▶ _PROBLEM DETAILS_
Copy the stretch from the line containing "If you could segment every instance of the bus roof, your" through the line containing "63 29 L 66 29", keeping every character the same.

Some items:

• • • •

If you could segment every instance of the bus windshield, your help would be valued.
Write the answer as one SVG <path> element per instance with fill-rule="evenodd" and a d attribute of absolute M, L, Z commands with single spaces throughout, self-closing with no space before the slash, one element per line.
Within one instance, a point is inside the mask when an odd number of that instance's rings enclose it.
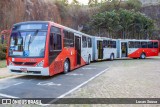
<path fill-rule="evenodd" d="M 9 56 L 44 57 L 46 31 L 16 31 L 10 37 Z"/>

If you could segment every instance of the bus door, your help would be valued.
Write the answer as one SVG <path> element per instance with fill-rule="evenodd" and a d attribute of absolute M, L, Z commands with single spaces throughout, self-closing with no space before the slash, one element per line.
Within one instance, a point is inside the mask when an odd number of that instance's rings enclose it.
<path fill-rule="evenodd" d="M 81 37 L 75 36 L 76 65 L 81 64 Z"/>
<path fill-rule="evenodd" d="M 103 42 L 97 41 L 98 59 L 103 59 Z"/>
<path fill-rule="evenodd" d="M 121 57 L 128 57 L 127 42 L 121 42 Z"/>

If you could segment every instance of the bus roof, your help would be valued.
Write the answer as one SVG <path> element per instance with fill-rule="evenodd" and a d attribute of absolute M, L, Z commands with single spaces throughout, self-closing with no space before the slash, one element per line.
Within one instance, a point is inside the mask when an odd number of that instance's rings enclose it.
<path fill-rule="evenodd" d="M 63 29 L 66 29 L 68 31 L 71 31 L 71 32 L 74 32 L 74 33 L 77 33 L 77 34 L 81 34 L 81 35 L 84 35 L 84 36 L 89 36 L 89 37 L 92 37 L 91 35 L 88 35 L 88 34 L 85 34 L 85 33 L 82 33 L 80 31 L 77 31 L 77 30 L 74 30 L 72 28 L 69 28 L 69 27 L 66 27 L 66 26 L 63 26 L 61 24 L 58 24 L 58 23 L 55 23 L 55 22 L 51 22 L 51 21 L 26 21 L 26 22 L 19 22 L 19 23 L 16 23 L 14 24 L 14 26 L 17 26 L 17 25 L 20 25 L 20 24 L 27 24 L 27 23 L 50 23 L 50 24 L 53 24 L 53 25 L 57 25 L 59 27 L 62 27 Z"/>

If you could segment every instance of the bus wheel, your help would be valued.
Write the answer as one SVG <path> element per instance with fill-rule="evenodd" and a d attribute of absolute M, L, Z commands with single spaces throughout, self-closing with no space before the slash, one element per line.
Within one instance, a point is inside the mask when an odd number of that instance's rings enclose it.
<path fill-rule="evenodd" d="M 141 56 L 140 56 L 140 59 L 145 59 L 145 58 L 146 58 L 146 54 L 142 53 Z"/>
<path fill-rule="evenodd" d="M 64 62 L 64 71 L 63 71 L 63 73 L 68 73 L 69 72 L 69 61 L 68 61 L 68 59 L 66 59 L 65 60 L 65 62 Z"/>
<path fill-rule="evenodd" d="M 114 60 L 114 54 L 111 54 L 110 55 L 110 61 L 113 61 Z"/>
<path fill-rule="evenodd" d="M 87 65 L 89 65 L 90 63 L 91 63 L 91 56 L 89 55 Z"/>

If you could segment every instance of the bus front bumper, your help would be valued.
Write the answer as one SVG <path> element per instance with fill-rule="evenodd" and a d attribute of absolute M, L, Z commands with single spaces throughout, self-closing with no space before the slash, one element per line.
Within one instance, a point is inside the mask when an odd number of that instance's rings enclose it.
<path fill-rule="evenodd" d="M 49 68 L 27 67 L 27 66 L 7 66 L 14 74 L 49 76 Z"/>

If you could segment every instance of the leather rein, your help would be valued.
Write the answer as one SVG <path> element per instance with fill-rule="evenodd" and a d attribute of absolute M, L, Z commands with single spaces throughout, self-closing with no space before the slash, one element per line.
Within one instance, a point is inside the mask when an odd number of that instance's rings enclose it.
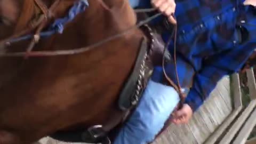
<path fill-rule="evenodd" d="M 84 3 L 87 3 L 88 2 L 87 0 L 80 0 Z M 108 10 L 108 11 L 111 12 L 111 10 L 109 8 L 107 4 L 102 0 L 97 0 L 102 7 Z M 4 45 L 5 46 L 10 45 L 13 43 L 18 42 L 19 41 L 22 41 L 25 39 L 25 38 L 19 38 L 20 37 L 22 37 L 26 35 L 27 34 L 29 34 L 31 33 L 33 30 L 35 30 L 35 33 L 33 35 L 30 35 L 29 38 L 31 38 L 30 42 L 28 45 L 27 48 L 26 49 L 26 51 L 25 52 L 1 52 L 0 57 L 24 57 L 25 58 L 28 57 L 53 57 L 57 55 L 73 55 L 76 54 L 79 54 L 83 52 L 85 52 L 89 51 L 90 51 L 92 49 L 95 49 L 97 47 L 100 46 L 105 43 L 109 42 L 112 40 L 115 39 L 117 38 L 121 37 L 127 33 L 130 33 L 132 30 L 133 30 L 136 28 L 139 28 L 141 26 L 149 22 L 155 18 L 162 15 L 161 13 L 158 13 L 155 15 L 149 17 L 148 18 L 140 21 L 138 24 L 130 27 L 127 29 L 123 31 L 122 33 L 114 35 L 111 36 L 110 36 L 107 38 L 103 39 L 101 41 L 99 41 L 98 42 L 95 43 L 92 45 L 89 46 L 74 49 L 73 50 L 56 50 L 56 51 L 33 51 L 33 49 L 35 46 L 35 44 L 38 43 L 41 38 L 41 32 L 43 28 L 44 28 L 46 25 L 47 25 L 50 22 L 50 20 L 54 18 L 54 11 L 57 8 L 58 4 L 60 3 L 60 0 L 55 0 L 53 4 L 50 6 L 50 8 L 47 8 L 47 6 L 44 4 L 42 0 L 34 0 L 35 4 L 36 4 L 37 7 L 39 7 L 41 11 L 42 12 L 42 14 L 40 14 L 39 18 L 37 20 L 33 20 L 31 22 L 30 27 L 27 29 L 22 30 L 21 31 L 14 34 L 13 35 L 9 37 L 7 39 L 3 39 L 0 41 L 0 45 Z M 123 4 L 121 9 L 124 6 L 125 3 L 127 3 L 126 1 L 123 1 Z M 89 4 L 88 4 L 89 6 Z M 156 9 L 137 9 L 134 10 L 135 13 L 141 13 L 141 12 L 153 12 L 156 10 Z M 173 15 L 174 17 L 174 15 Z M 175 17 L 174 17 L 175 18 Z M 47 31 L 46 31 L 47 32 Z M 49 35 L 53 34 L 53 33 L 49 33 Z M 167 43 L 166 43 L 164 51 L 165 52 L 169 45 L 170 45 L 170 42 L 172 40 L 173 37 L 174 37 L 174 61 L 175 64 L 175 71 L 176 73 L 176 78 L 178 82 L 178 85 L 177 85 L 168 76 L 165 71 L 165 63 L 164 63 L 164 57 L 163 57 L 163 62 L 162 67 L 163 69 L 164 74 L 166 79 L 170 83 L 170 85 L 174 87 L 174 89 L 179 93 L 180 95 L 180 98 L 181 99 L 180 104 L 179 107 L 182 106 L 185 100 L 185 96 L 182 92 L 181 87 L 180 85 L 179 76 L 177 70 L 177 60 L 176 60 L 176 41 L 177 41 L 177 26 L 175 25 L 174 29 L 172 31 L 172 34 L 170 37 L 169 38 Z M 46 33 L 47 34 L 47 33 Z M 28 39 L 28 38 L 27 38 Z M 164 55 L 164 54 L 163 54 Z"/>

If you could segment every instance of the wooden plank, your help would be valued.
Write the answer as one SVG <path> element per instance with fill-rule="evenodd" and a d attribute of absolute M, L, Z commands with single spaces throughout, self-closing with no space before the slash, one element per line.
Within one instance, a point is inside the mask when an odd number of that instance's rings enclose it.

• • • •

▶ _OUTPUT FOR THIS TASK_
If you could segment every instance of the bus roof, your help would be valued.
Write the answer as one SVG <path> element per instance with fill-rule="evenodd" and a d attribute of absolute M, L, Z commands with single spaces throughout, self-closing with no space before the slash, one element per line.
Within one instance, a point is inside the mask when an odd number of that instance's rings enclose it.
<path fill-rule="evenodd" d="M 63 29 L 66 29 L 68 31 L 71 31 L 71 32 L 74 32 L 74 33 L 77 33 L 77 34 L 81 34 L 81 35 L 84 35 L 84 36 L 89 36 L 89 37 L 92 37 L 91 35 L 88 35 L 88 34 L 85 34 L 85 33 L 82 33 L 80 31 L 77 31 L 77 30 L 74 30 L 72 28 L 69 28 L 69 27 L 66 27 L 66 26 L 63 26 L 61 24 L 58 24 L 58 23 L 55 23 L 55 22 L 51 22 L 51 21 L 26 21 L 26 22 L 19 22 L 19 23 L 16 23 L 14 24 L 14 26 L 17 26 L 17 25 L 20 25 L 20 24 L 27 24 L 27 23 L 50 23 L 50 24 L 53 24 L 53 25 L 57 25 L 59 27 L 62 27 Z"/>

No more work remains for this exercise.